Exercise goal:
Rewrite the lines from the one containing "the falling water" through the last line, both included, with their requests, and offset every coordinate in the answers by -81.

Material provided:

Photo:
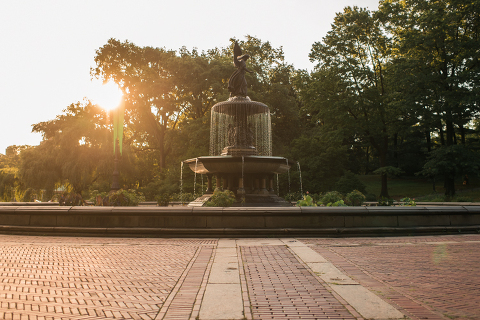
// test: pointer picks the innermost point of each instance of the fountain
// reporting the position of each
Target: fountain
(241, 145)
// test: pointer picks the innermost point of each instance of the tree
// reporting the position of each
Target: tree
(348, 94)
(436, 48)
(11, 187)
(76, 149)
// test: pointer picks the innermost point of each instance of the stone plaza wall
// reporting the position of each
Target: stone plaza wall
(251, 221)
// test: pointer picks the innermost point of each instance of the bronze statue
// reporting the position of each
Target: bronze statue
(237, 85)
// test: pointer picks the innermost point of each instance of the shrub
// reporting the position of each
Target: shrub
(293, 196)
(71, 199)
(407, 202)
(349, 182)
(384, 202)
(183, 197)
(163, 200)
(307, 201)
(355, 198)
(221, 199)
(331, 197)
(125, 198)
(338, 203)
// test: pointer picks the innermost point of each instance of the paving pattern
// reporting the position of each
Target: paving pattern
(431, 277)
(424, 277)
(89, 278)
(280, 287)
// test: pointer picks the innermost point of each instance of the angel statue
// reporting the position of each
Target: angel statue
(237, 85)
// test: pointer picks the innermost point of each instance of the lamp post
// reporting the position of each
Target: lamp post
(110, 97)
(115, 174)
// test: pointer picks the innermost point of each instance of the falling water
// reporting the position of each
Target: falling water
(288, 172)
(278, 188)
(195, 179)
(243, 163)
(251, 122)
(300, 173)
(181, 182)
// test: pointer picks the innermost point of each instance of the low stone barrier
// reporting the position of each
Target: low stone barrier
(251, 221)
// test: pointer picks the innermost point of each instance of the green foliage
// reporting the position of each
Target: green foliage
(389, 171)
(331, 197)
(385, 202)
(70, 199)
(221, 199)
(323, 159)
(349, 182)
(293, 196)
(163, 200)
(307, 201)
(407, 202)
(125, 198)
(184, 197)
(355, 198)
(452, 161)
(339, 203)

Response for this exercise:
// test: pointer picks the innermost point of each instance of the falling water
// reporting the position of each
Target: falling water
(207, 91)
(197, 107)
(114, 98)
(162, 82)
(170, 41)
(219, 92)
(100, 101)
// test: pointer picks the innermost point of each instance of the low stone barrier
// reporting the position of each
Target: low stone barrier
(170, 140)
// test: pointer picks the innermost point of each instance of the green foliage
// reporting the position of each
Target: green foliage
(308, 90)
(250, 116)
(304, 121)
(-11, 118)
(140, 118)
(242, 78)
(268, 101)
(212, 115)
(82, 119)
(226, 120)
(326, 121)
(44, 117)
(103, 116)
(274, 117)
(371, 80)
(258, 122)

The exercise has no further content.